Exercise requirements — How many lines in the data below contain the string "walrus", with case counting? Give only the number.
--- start Given entries ---
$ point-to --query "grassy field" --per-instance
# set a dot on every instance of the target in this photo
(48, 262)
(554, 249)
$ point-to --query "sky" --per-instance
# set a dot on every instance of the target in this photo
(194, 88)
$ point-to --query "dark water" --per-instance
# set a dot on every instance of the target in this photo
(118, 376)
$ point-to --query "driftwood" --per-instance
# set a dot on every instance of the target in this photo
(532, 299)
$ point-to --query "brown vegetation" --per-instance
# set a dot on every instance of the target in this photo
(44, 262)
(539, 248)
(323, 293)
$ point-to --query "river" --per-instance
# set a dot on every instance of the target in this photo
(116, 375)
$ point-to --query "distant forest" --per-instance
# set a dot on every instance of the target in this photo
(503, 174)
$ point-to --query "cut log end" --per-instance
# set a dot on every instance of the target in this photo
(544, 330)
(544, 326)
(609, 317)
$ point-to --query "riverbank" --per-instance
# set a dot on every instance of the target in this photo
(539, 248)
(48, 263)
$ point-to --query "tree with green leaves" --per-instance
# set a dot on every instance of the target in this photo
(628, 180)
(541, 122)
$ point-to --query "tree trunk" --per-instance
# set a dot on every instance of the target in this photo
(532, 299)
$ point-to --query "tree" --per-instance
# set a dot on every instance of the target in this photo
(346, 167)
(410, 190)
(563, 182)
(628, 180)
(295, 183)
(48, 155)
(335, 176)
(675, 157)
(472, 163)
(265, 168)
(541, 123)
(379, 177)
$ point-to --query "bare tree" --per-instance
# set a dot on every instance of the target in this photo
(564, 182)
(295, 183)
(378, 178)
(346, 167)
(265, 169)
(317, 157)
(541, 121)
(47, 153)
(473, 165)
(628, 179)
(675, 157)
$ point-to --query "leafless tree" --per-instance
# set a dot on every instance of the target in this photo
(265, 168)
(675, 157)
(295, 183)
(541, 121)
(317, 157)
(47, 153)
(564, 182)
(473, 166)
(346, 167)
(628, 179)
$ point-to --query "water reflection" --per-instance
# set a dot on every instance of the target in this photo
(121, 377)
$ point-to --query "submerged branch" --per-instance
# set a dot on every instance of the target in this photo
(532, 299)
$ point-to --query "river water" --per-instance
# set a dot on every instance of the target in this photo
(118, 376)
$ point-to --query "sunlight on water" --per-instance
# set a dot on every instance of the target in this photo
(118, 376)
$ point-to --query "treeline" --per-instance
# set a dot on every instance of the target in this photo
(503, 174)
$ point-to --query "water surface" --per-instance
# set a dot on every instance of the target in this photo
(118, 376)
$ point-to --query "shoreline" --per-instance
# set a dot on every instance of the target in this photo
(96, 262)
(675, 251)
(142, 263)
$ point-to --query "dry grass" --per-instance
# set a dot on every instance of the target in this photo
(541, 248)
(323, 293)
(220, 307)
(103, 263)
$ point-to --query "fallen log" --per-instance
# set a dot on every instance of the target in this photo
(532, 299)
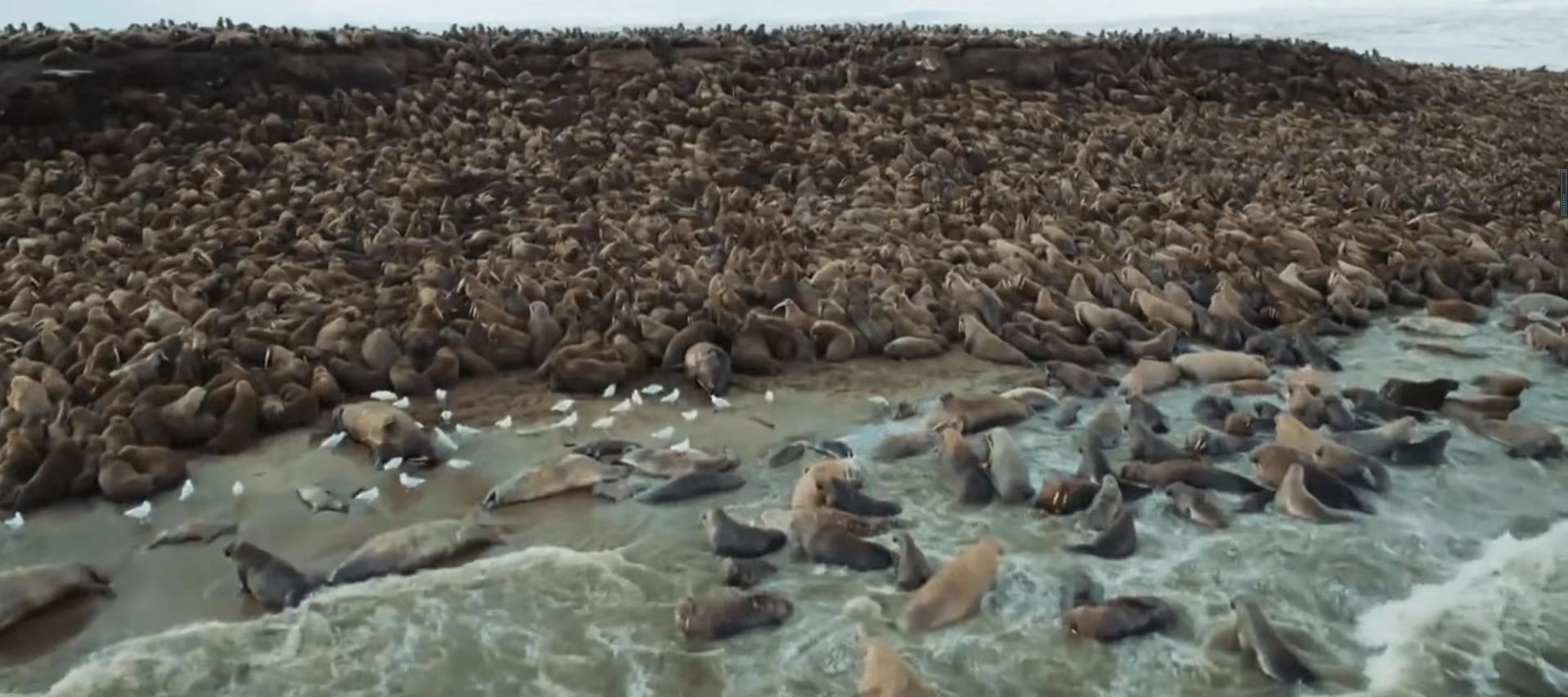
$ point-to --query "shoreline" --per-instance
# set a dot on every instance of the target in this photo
(155, 588)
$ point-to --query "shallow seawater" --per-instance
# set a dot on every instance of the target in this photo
(1434, 596)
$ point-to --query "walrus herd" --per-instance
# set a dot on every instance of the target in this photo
(220, 232)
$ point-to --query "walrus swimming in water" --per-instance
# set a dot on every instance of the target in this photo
(1145, 445)
(1197, 505)
(728, 613)
(1272, 462)
(746, 572)
(692, 486)
(1117, 541)
(729, 538)
(954, 592)
(268, 579)
(845, 497)
(1120, 618)
(913, 569)
(25, 591)
(410, 548)
(886, 674)
(557, 476)
(1260, 641)
(1299, 503)
(1007, 467)
(823, 541)
(977, 413)
(1424, 395)
(963, 469)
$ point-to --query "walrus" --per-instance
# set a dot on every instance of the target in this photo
(709, 369)
(1120, 618)
(1190, 471)
(913, 569)
(1106, 508)
(268, 579)
(25, 591)
(386, 430)
(1145, 413)
(1272, 462)
(1149, 377)
(557, 476)
(1118, 541)
(1081, 381)
(410, 548)
(1007, 467)
(240, 420)
(956, 591)
(825, 541)
(845, 497)
(667, 462)
(1378, 442)
(1091, 458)
(746, 572)
(811, 488)
(729, 613)
(729, 538)
(1197, 505)
(963, 469)
(898, 447)
(913, 348)
(1424, 395)
(977, 413)
(198, 529)
(1299, 503)
(692, 486)
(1422, 453)
(1219, 444)
(1145, 445)
(985, 345)
(1221, 367)
(1260, 641)
(886, 674)
(1104, 427)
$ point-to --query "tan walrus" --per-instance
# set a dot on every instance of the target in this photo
(414, 547)
(25, 591)
(954, 592)
(886, 674)
(557, 476)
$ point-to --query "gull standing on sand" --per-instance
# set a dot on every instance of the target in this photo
(331, 442)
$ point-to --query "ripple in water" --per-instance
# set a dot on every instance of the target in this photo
(1432, 596)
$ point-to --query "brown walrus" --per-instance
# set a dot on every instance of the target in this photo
(386, 430)
(956, 591)
(728, 613)
(977, 411)
(268, 579)
(25, 591)
(414, 547)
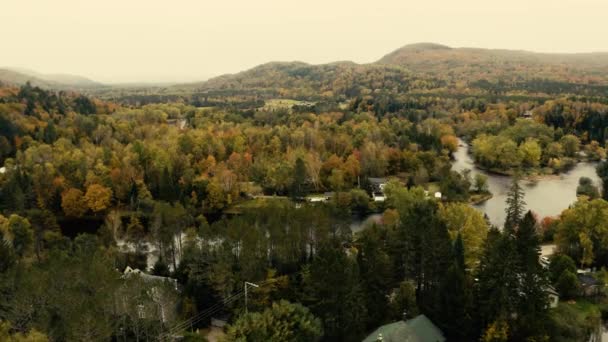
--- end Given entries ---
Written response — 5